やること:
下にある腎臓移植の研究についての文章を、全文一字も変えずに書き写してください。

提供された文章:
^^^^
研究課題
腎臓移植患者の過半数は慢性移植腎症(Chronic Allograft Nephropathy, CAN)と呼ばれる移植腎組織の高度線維化を伴う慢性腎臓病様の機能障害に陥るため、移植腎の生着は維持されるものの、機能低下による血液透析への再導入が問題とされている。CANの要因として、生化学データに反映されない軽微な拒絶反応(Subclinical Rejection)の遷延とカルシニューリン阻害薬(CNI)の副作用である腎毒性の蓄積が疑われるが、分子機構は未解明である。そこで、腎臓移植治療におけるCAN克服の手がかりとして動物実験を含めた系統的な解析を計画した。研究第2年度である平成28年度では、[1] 腎組織中薬物濃度測定: LC-MS/MS法によるタクロリムス及び3種の主要代謝物、シクロスポリン、エベロリムス、シロリムスの計7薬物の一斉分析法を用いた組織中濃度の測定、[2] 移植患者・ドナーのCYP3A5多型解析(増田)、[3] 尿中バイオマーカーの測定と評価(増田):プロテインビーズアレイ法等により、Kidney Injury Molecule (KIM)-1を含む候補タンパク質8種の同時定量数値化、について検討を進めた結果[1]~[3]それぞれ35例、32例、55例(KIM-1、neutrophil gelatinase-associated lipocalin (NGAL)、Monocyte Chemoattractant Protein 1 (MCP-1)、Liver type-Fatty Acid Binding Protein (L-FABP))の収集と実施を終えることができた。一定数の解析結果の収集を終えるとともに臨床経過との照らし合わせ、並びに統計解析を順次進める予定である。
^^^^
渡されたエントリー:
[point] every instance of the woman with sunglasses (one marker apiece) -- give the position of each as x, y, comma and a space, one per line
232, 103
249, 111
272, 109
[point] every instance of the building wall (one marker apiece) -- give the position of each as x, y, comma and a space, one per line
^^^^
課題の答え:
研究課題
腎臓移植患者の過半数は慢性移植腎症(Chronic Allograft Nephropathy, CAN)と呼ばれる移植腎組織の高度線維化を伴う慢性腎臓病様の機能障害に陥るため、移植腎の生着は維持されるものの、機能低下による血液透析への再導入が問題とされている。CANの要因として、生化学データに反映されない軽微な拒絶反応(Subclinical Rejection)の遷延とカルシニューリン阻害薬(CNI)の副作用である腎毒性の蓄積が疑われるが、分子機構は未解明である。そこで、腎臓移植治療におけるCAN克服の手がかりとして動物実験を含めた系統的な解析を計画した。研究第2年度である平成28年度では、[1] 腎組織中薬物濃度測定: LC-MS/MS法によるタクロリムス及び3種の主要代謝物、シクロスポリン、エベロリムス、シロリムスの計7薬物の一斉分析法を用いた組織中濃度の測定、[2] 移植患者・ドナーのCYP3A5多型解析(増田)、[3] 尿中バイオマーカーの測定と評価(増田):プロテインビーズアレイ法等により、Kidney Injury Molecule (KIM)-1を含む候補タンパク質8種の同時定量数値化、について検討を進めた結果[1]~[3]それぞれ35例、32例、55例(KIM-1、neutrophil gelatinase-associated lipocalin (NGAL)、Monocyte Chemoattractant Protein 1 (MCP-1)、Liver type-Fatty Acid Binding Protein (L-FABP))の収集と実施を終えることができた。一定数の解析結果の収集を終えるとともに臨床経過との照らし合わせ、並びに統計解析を順次進める予定である。